» **Task requirements**: Lay out the lines below as a two-column CSV headed "instruction" and "answer", one row per line with its answer, each value in a single quoted field with line breaks converted to spaces. Leave the pictures out.

** Start Supplied data **

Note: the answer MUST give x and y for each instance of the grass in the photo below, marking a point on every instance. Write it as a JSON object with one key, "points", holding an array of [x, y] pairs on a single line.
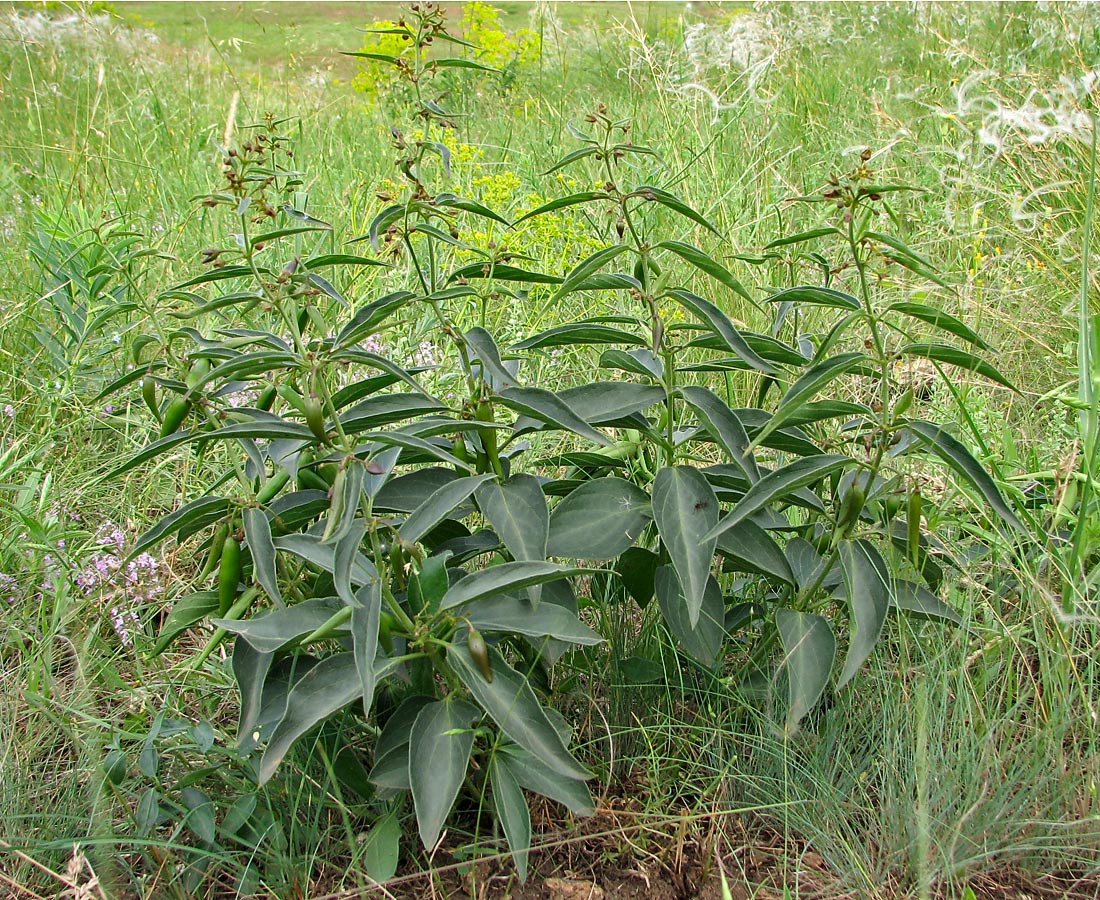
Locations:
{"points": [[954, 753]]}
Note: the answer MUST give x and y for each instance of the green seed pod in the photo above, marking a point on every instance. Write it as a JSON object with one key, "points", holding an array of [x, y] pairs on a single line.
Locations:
{"points": [[174, 416], [479, 652], [229, 574]]}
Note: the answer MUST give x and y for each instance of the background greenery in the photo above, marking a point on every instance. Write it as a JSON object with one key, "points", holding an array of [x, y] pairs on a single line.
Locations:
{"points": [[964, 752]]}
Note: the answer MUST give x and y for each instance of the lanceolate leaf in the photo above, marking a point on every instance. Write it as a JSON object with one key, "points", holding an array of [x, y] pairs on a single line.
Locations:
{"points": [[724, 427], [703, 639], [512, 810], [439, 752], [719, 322], [809, 648], [330, 686], [956, 456], [601, 519], [952, 355], [867, 584], [510, 702], [704, 263], [686, 511], [778, 484], [811, 382], [257, 531]]}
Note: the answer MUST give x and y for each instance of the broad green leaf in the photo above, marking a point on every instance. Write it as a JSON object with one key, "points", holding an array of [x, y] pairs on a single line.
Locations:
{"points": [[942, 320], [562, 202], [809, 647], [549, 408], [749, 548], [382, 848], [601, 519], [719, 322], [638, 362], [326, 689], [586, 267], [510, 702], [914, 599], [506, 578], [956, 456], [257, 531], [961, 359], [778, 484], [438, 506], [867, 583], [486, 353], [365, 614], [703, 639], [815, 296], [535, 776], [576, 333], [705, 263], [517, 511], [271, 630], [439, 752], [685, 511], [673, 202], [519, 616], [724, 426], [512, 811], [811, 382]]}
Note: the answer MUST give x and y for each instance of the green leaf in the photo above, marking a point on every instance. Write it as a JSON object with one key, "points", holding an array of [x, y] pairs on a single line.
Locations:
{"points": [[961, 359], [486, 353], [271, 630], [519, 616], [942, 320], [867, 583], [719, 322], [438, 506], [815, 296], [257, 531], [550, 408], [382, 848], [811, 382], [512, 811], [601, 519], [958, 458], [914, 599], [586, 267], [705, 263], [510, 702], [539, 778], [685, 511], [561, 202], [779, 483], [724, 426], [749, 548], [507, 577], [439, 752], [517, 511], [576, 333], [673, 202], [703, 639], [809, 647]]}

** End Supplied data **

» **Answer for this exercise**:
instruction,answer
"Note: the answer MUST give x and y for each instance of the grass in the photo below, marking a point on every instance. Write it as a JSON object with one key, ""points"", holding an array of [x, y] pairs on a single line. Locations:","{""points"": [[954, 753]]}"
"Note: the answer MUST give x and y for each instance of the green seed pod in the photo above, marking a point on every instance. Write it as a JSON object with one key, ""points"", holding an array of [x, y] pairs on a single line. Locations:","{""points"": [[174, 416], [479, 652], [229, 574]]}"
"Note: the answer MUST give x and y for each instance of the background greenery in the photo above, marking a point on every instance. Write it as a JSON object with one key, ""points"", holding an array of [x, y] pairs on a single line. Locations:","{""points"": [[964, 752]]}"
"Note: the answer MUST give x and y for each instance of the lanceolate leaf in the photo above, marking a point on every instance. Write it as a JSON object with one key, ""points"", holding an array of [x, y] pairs on a single line. Locations:","{""points"": [[724, 427], [703, 639], [512, 810], [439, 752], [719, 322], [809, 648], [330, 686], [956, 456], [601, 519], [952, 355], [867, 584], [510, 702], [704, 263], [686, 511], [778, 484], [811, 382], [257, 531]]}"
"Note: the answer MUST give x and y for each instance of the broad green leaf in the photo above, marking a point on every instance. Write it as a JSON object with one key, ""points"", holding an array of [x, y] pairs on a single line. Locations:","{""points"": [[942, 320], [562, 202], [809, 647], [549, 408], [749, 548], [382, 848], [601, 519], [719, 322], [638, 362], [326, 689], [586, 267], [510, 702], [914, 599], [506, 578], [956, 456], [257, 531], [961, 359], [778, 484], [438, 506], [867, 583], [486, 353], [365, 614], [703, 639], [815, 296], [535, 776], [576, 333], [705, 263], [517, 511], [271, 630], [439, 752], [685, 511], [673, 202], [519, 616], [724, 426], [512, 811], [811, 382]]}"
"Note: the answer MUST give x and y for each instance of the green leaf in the photo above, marking a point on every instance. Write it as a JSON object with one key, ""points"", holding an array of [x, y] pairs on a single line. Locations:","{""points"": [[961, 359], [486, 353], [271, 630], [519, 616], [942, 320], [867, 583], [719, 322], [438, 506], [815, 296], [257, 531], [550, 408], [382, 848], [811, 382], [512, 811], [601, 519], [958, 458], [914, 599], [586, 267], [705, 263], [510, 702], [539, 778], [685, 511], [561, 202], [779, 483], [724, 426], [749, 548], [507, 577], [439, 752], [517, 511], [576, 333], [673, 202], [703, 639], [809, 647]]}"